[Data items]
============================================================
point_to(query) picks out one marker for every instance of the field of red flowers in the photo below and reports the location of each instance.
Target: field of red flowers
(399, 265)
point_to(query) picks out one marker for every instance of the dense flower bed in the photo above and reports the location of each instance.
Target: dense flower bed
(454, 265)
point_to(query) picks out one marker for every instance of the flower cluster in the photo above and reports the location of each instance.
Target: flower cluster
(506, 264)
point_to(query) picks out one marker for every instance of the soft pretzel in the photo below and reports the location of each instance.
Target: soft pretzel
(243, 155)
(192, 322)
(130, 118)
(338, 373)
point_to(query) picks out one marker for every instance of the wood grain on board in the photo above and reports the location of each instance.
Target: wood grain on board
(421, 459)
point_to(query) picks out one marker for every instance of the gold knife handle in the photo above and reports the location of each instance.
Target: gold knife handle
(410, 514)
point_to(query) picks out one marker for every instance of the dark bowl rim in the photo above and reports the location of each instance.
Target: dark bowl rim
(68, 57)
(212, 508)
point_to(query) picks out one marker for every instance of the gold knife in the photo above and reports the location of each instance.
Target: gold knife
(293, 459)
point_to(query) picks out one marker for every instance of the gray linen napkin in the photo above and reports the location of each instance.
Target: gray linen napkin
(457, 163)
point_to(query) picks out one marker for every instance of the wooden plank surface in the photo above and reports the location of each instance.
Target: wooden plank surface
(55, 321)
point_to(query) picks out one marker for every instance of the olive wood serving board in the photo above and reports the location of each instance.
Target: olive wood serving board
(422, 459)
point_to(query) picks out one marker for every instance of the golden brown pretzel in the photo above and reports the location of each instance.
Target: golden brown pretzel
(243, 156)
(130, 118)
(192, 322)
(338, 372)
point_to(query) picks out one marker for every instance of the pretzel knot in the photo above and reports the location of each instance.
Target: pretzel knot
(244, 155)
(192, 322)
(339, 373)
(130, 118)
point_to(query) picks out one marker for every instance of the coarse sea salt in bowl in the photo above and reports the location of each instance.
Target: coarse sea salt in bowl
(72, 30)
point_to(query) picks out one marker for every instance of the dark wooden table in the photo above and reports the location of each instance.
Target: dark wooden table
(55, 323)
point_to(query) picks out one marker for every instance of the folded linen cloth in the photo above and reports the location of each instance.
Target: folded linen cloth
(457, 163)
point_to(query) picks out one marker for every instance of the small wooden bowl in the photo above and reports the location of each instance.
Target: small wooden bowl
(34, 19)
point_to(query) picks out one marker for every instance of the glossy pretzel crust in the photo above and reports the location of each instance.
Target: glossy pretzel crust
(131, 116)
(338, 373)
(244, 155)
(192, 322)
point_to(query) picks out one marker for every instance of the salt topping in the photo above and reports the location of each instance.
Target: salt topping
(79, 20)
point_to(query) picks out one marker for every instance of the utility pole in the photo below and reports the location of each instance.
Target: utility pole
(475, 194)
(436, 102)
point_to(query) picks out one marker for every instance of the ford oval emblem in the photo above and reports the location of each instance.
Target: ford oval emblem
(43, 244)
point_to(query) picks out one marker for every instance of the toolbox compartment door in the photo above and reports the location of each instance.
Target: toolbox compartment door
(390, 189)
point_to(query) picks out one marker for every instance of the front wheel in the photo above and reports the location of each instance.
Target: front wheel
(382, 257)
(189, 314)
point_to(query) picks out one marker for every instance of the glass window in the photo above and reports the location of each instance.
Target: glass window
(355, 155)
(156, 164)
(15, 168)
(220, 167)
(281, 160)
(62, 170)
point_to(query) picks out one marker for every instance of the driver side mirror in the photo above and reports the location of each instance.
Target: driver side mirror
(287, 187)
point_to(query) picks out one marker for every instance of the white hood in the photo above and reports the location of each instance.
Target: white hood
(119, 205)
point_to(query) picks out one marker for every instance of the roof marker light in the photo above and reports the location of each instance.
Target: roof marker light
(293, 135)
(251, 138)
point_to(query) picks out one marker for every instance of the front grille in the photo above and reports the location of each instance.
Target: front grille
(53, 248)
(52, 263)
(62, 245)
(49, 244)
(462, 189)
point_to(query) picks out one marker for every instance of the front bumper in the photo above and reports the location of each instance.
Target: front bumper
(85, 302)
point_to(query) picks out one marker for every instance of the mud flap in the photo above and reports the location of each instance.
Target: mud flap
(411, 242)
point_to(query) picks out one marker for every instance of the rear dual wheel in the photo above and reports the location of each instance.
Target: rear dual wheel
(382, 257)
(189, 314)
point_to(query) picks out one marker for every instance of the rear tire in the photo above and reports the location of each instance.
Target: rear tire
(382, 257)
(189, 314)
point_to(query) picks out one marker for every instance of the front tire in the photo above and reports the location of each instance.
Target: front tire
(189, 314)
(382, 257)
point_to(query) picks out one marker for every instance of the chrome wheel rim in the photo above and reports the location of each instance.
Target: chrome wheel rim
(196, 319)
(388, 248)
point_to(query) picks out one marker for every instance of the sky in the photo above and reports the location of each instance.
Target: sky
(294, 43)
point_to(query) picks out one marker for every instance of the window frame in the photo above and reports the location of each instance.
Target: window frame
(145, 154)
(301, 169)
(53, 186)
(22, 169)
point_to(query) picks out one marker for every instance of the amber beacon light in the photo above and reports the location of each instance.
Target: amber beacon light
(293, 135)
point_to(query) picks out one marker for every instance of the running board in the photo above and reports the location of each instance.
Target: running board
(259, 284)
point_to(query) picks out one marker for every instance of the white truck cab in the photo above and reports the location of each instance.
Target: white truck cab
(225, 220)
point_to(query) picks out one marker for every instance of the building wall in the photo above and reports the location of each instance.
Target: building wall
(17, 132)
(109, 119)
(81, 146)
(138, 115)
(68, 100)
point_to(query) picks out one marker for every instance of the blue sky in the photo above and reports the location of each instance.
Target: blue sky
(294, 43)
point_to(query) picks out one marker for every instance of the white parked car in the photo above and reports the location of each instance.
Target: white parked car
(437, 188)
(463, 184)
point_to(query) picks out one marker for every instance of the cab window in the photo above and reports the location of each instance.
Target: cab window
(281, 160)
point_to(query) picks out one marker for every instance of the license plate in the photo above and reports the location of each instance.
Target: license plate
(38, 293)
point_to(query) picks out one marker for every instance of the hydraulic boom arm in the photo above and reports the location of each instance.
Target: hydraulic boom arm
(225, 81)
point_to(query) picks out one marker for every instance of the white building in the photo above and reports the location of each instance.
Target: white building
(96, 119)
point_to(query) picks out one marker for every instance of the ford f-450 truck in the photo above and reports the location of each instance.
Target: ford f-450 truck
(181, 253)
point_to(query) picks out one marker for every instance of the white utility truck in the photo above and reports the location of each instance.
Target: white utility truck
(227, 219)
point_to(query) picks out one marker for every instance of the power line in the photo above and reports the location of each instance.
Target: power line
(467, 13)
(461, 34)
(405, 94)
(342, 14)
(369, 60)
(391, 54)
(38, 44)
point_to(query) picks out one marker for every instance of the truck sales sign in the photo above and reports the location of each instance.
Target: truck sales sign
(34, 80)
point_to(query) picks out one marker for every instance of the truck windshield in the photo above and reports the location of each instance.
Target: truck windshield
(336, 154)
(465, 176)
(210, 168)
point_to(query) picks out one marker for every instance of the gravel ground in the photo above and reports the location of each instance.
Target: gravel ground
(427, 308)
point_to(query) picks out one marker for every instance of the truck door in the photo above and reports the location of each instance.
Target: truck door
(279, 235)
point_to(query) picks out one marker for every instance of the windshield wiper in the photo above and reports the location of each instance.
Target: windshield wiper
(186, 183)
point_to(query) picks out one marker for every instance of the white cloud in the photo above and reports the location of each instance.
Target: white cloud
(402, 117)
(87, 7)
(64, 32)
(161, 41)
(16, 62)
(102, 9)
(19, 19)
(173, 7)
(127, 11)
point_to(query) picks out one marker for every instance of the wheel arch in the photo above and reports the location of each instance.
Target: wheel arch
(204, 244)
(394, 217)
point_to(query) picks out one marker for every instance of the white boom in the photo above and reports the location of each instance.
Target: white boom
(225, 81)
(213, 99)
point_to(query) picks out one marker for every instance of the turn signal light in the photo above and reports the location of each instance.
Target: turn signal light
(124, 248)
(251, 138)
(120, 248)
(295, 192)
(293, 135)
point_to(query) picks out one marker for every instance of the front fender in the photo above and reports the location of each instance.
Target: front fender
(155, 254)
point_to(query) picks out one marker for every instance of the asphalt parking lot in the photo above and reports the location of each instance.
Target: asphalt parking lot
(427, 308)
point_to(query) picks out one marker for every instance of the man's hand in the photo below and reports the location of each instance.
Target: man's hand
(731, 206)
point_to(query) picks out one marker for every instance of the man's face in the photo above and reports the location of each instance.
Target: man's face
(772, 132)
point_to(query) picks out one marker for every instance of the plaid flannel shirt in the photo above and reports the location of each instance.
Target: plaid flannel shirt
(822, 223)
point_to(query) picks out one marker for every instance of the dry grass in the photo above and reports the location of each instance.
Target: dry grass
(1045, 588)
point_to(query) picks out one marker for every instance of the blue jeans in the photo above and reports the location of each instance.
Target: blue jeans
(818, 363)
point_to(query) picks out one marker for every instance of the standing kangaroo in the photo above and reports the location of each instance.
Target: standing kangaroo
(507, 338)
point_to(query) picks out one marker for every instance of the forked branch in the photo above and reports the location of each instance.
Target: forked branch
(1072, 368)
============================================================
- **Your instructions**
Could you write out, exactly as they stand, only the lines above that begin at the line with "Target: glossy pretzel crust" and stop after the line with "of the utility"?

- **Your solution**
Target: glossy pretzel crust
(131, 116)
(338, 373)
(244, 155)
(192, 322)
point_to(query) picks out one marker for every instance of the salt topping in the photo above and reports the location of each instance.
Target: salt topping
(79, 20)
point_to(query) picks out one marker for every instance of the utility pole in the photo below and reports the location of each instance.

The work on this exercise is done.